** Opening Given data block **

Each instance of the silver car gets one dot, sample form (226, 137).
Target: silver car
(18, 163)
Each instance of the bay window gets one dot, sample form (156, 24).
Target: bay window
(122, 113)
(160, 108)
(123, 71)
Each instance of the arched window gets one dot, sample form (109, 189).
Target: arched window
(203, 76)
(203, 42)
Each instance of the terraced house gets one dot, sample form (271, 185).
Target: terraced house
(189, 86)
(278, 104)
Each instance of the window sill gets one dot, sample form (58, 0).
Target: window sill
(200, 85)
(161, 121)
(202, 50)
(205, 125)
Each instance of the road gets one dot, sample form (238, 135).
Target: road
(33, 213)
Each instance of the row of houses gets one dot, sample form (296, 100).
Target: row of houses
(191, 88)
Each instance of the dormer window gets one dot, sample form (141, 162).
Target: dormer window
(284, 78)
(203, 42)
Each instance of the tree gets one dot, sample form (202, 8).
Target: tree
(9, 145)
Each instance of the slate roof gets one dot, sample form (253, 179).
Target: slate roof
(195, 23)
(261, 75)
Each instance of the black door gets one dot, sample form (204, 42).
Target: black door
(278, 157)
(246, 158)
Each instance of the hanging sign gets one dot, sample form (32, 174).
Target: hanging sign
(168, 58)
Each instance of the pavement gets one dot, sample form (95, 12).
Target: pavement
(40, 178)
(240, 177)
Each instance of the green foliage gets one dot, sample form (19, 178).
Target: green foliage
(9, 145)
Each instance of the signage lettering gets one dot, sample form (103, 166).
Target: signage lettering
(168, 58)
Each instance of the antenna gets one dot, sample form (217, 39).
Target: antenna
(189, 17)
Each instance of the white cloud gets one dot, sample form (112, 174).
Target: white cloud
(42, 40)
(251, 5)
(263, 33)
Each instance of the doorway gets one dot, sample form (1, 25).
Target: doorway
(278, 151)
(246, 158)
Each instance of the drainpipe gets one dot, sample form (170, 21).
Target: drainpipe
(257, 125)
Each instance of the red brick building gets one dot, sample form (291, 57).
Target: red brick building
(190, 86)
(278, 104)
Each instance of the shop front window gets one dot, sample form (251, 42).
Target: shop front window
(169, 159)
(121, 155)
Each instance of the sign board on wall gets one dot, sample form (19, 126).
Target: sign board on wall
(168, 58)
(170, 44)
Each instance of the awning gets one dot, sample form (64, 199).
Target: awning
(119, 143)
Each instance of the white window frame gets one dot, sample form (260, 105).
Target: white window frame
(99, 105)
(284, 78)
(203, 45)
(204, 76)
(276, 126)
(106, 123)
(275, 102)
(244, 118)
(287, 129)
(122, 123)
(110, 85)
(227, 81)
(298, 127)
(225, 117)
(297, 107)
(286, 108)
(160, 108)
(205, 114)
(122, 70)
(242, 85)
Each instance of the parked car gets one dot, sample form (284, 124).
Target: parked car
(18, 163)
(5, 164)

** Closing Given data block **

So that no detail is lost, give every line of the data again exactly.

Each instance of the silver car gets one dot, sample form (226, 137).
Target: silver car
(18, 163)
Each instance of the bay window gets one dot, sample form (156, 24).
Target: bay window
(122, 113)
(160, 108)
(123, 71)
Each instance of the arched window gets one dot, sample form (109, 189).
Target: arched window
(203, 76)
(203, 42)
Each instance of the terraced house gets one dot, sample form (271, 185).
Target: terraced house
(189, 86)
(278, 104)
Each instance of the window sill gets one dot, sample form (58, 0).
Target: window sill
(200, 85)
(161, 121)
(202, 50)
(205, 125)
Each instance of the road gets one dot, sample form (238, 135).
Target: road
(33, 213)
Each instance of the row of houses gets one dot, sample form (296, 100).
Target: row of houses
(191, 88)
Each instance of the dormer window gets one dot, sample form (141, 162).
Target: dormer window
(284, 78)
(203, 42)
Each instance of the tree gets one dot, sample form (202, 8).
Target: tree
(9, 145)
Each instance of the slate roof gets one dot, sample form (253, 179).
Target: slate roof
(195, 23)
(261, 75)
Each instance of the black door gets one dot, sample form (204, 42).
Target: black door
(278, 157)
(246, 158)
Each instance of the hanging sign gets one dot, sample form (32, 174).
Target: hanging sign
(168, 58)
Each instance of the pavement gets one dot, sample form (95, 12).
Target: pavement
(40, 178)
(240, 177)
Each instance of the green foliage gets one dot, sample form (19, 178).
Target: green foliage
(9, 145)
Each instance of the signage lettering gets one dot, sample form (103, 166).
Target: signage lettering
(168, 58)
Each instance of the antenna gets one dot, sample form (217, 39).
Target: antenna
(189, 17)
Each instance of the white cloud gets one dot, sample form (112, 174).
Target: white cloud
(42, 40)
(251, 5)
(263, 33)
Each instance of the doorway gets one dot, sample form (1, 25).
Target: doorway
(278, 151)
(246, 158)
Each instance of the drainpipe gets one dot, sample form (170, 21).
Target: drainpipe
(257, 125)
Each instance of the red brick building gets one dot, sample form (291, 57).
Target: red brick building
(190, 86)
(278, 104)
Each instance of the shop front window gets one dot, sample form (251, 42).
Target: shop front window
(169, 159)
(121, 155)
Each instance of the sign board on wall gets one dot, sample form (19, 126).
Target: sign board on wall
(168, 58)
(170, 44)
Each instance of the awning gets one dot, sample form (64, 199).
Target: awning
(119, 143)
Each instance of the white window frame gets one dot, sample form (260, 105).
Target: white window frame
(99, 105)
(284, 78)
(203, 45)
(204, 76)
(276, 126)
(106, 123)
(275, 102)
(244, 118)
(287, 129)
(122, 123)
(110, 85)
(227, 81)
(298, 127)
(225, 117)
(297, 107)
(286, 108)
(160, 108)
(205, 114)
(122, 70)
(242, 85)
Each instance of the parked car gets one dot, sample form (284, 124).
Target: parked car
(18, 163)
(5, 164)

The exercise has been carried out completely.